* EXERCISE DETAILS
Collect every line in the rows below that contains the word "black". Only count lines where the word's case matches.

(Region labeling records)
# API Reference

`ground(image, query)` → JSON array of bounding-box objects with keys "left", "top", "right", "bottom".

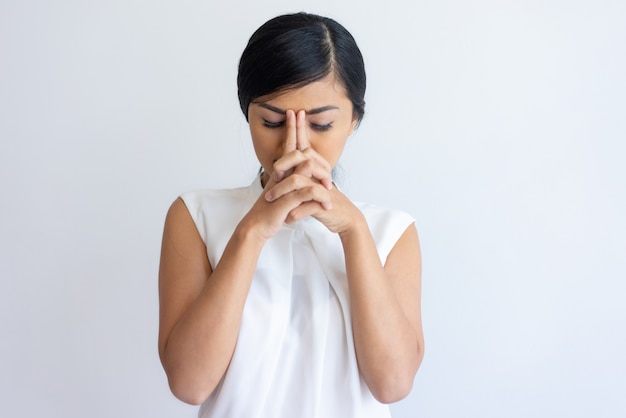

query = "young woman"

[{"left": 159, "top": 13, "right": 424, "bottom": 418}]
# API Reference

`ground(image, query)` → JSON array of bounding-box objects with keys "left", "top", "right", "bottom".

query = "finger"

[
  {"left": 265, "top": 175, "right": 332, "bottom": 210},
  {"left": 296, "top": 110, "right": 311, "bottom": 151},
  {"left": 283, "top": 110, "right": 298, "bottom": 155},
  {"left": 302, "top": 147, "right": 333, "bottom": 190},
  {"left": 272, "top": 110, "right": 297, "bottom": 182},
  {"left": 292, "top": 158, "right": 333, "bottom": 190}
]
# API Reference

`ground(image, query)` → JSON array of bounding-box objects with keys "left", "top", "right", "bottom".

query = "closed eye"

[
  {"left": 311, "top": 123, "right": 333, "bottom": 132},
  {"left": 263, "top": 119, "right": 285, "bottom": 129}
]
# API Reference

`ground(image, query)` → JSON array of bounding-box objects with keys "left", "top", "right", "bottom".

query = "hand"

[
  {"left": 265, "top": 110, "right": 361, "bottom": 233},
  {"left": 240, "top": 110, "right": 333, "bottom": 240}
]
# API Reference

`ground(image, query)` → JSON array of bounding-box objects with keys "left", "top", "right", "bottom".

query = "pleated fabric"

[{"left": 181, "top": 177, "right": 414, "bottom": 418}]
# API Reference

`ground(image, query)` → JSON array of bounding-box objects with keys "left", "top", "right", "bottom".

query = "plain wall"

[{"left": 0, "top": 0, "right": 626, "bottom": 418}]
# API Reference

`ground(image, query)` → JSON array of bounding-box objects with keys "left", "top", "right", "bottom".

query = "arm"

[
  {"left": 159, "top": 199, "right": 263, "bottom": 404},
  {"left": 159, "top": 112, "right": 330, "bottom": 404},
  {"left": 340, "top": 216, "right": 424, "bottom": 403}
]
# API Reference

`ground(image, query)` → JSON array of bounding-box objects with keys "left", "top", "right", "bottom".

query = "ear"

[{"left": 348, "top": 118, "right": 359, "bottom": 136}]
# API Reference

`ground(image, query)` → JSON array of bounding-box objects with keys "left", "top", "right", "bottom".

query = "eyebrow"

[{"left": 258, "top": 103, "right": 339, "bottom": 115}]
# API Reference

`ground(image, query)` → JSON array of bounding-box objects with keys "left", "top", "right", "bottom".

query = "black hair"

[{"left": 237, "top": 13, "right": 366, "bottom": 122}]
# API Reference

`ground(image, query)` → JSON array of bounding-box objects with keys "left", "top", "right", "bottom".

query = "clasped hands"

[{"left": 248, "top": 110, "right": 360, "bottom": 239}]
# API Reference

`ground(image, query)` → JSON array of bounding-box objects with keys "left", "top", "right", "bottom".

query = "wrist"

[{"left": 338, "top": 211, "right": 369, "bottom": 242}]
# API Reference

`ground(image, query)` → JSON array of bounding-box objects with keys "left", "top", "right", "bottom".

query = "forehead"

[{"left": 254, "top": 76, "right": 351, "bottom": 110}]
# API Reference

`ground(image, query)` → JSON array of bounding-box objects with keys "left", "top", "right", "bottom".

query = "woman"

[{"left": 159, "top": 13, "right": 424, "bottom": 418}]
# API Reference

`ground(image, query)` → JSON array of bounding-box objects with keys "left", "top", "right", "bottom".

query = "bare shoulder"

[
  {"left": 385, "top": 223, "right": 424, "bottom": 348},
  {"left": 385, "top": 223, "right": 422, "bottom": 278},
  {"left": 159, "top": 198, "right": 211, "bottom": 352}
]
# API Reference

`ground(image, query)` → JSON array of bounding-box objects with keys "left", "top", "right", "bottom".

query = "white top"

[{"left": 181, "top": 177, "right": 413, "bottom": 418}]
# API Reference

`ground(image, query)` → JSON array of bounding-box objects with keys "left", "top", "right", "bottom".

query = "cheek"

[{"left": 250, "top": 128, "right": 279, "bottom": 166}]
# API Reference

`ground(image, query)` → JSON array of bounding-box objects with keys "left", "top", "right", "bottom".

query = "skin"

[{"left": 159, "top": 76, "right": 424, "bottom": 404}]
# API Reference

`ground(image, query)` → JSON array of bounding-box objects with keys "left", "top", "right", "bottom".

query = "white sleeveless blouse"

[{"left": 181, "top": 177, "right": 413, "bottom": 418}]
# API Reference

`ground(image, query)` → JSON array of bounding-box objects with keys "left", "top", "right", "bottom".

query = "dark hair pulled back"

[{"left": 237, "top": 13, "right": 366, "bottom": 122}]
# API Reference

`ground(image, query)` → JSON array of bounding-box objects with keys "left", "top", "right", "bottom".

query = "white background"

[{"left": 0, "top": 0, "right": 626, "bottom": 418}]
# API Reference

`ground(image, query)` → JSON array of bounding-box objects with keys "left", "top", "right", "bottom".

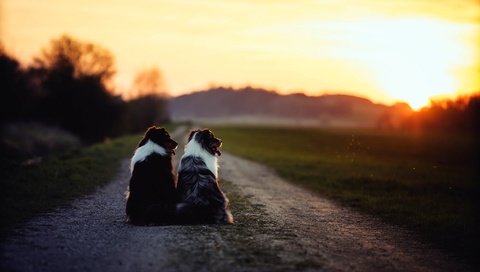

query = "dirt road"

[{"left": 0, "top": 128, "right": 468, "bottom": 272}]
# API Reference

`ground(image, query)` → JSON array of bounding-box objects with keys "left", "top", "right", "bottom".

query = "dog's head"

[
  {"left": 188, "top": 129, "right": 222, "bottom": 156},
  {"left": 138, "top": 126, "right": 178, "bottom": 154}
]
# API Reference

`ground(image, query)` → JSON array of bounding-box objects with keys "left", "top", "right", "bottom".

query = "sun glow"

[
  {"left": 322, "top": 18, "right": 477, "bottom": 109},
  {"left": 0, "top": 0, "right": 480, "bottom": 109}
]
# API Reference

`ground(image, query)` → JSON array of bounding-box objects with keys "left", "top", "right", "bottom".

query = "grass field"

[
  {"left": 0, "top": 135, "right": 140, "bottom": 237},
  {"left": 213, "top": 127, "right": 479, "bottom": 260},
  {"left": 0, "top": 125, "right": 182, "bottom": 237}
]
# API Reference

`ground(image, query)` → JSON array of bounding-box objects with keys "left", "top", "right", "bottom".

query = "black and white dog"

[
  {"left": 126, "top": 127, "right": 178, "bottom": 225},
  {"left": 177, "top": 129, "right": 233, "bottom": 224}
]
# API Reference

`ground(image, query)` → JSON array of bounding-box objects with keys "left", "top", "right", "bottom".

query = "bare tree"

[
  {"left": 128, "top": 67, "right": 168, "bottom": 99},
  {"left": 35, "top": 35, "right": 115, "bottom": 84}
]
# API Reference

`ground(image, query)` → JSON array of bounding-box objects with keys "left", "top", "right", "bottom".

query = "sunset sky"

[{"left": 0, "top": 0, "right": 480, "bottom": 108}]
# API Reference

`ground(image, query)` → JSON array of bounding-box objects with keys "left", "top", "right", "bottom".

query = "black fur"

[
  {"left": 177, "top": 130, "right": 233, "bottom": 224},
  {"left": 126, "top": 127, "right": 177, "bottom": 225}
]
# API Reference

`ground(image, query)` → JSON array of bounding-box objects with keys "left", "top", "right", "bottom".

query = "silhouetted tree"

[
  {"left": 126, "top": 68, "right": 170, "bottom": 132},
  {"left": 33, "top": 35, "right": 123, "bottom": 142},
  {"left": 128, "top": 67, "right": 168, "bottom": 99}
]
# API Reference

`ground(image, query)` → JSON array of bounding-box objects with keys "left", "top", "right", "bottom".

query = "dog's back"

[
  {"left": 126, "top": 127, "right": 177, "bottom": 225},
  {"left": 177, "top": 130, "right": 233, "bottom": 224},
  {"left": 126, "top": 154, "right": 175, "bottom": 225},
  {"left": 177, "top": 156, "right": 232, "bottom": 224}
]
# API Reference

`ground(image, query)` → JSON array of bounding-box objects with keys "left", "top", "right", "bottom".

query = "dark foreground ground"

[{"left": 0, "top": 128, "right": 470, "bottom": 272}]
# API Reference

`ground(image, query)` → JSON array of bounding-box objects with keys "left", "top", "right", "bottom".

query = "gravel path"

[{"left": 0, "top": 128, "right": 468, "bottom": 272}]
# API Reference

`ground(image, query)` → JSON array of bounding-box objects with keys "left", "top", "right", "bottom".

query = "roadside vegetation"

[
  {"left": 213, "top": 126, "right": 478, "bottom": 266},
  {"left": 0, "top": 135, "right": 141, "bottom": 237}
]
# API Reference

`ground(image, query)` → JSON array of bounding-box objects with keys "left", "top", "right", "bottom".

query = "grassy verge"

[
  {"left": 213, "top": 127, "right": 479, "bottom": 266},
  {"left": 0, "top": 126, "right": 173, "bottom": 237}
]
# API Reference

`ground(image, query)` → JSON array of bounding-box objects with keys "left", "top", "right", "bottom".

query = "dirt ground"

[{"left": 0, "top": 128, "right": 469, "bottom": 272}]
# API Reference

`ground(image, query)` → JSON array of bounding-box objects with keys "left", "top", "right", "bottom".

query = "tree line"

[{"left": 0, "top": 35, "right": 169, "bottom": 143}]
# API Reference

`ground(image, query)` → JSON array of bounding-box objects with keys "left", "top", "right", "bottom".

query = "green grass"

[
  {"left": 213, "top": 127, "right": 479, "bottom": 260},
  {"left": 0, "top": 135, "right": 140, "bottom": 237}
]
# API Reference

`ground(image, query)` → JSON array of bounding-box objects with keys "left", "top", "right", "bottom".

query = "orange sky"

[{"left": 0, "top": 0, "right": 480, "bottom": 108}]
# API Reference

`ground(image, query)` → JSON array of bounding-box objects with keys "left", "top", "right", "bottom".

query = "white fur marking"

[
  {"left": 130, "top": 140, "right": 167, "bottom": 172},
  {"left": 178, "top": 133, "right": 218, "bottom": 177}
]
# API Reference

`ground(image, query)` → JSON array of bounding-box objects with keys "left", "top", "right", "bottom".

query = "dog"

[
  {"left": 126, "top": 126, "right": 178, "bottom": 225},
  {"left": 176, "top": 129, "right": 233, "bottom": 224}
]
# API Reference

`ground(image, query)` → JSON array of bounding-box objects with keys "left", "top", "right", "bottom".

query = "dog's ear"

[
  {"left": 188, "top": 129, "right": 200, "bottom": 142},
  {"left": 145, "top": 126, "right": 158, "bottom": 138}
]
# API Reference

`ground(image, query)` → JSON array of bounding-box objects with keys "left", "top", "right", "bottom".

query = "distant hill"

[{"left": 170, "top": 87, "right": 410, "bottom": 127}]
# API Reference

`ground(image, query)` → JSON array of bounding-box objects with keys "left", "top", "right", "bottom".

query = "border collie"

* THE RESULT
query = "black hair"
query = "black and white dog"
query = "black fur"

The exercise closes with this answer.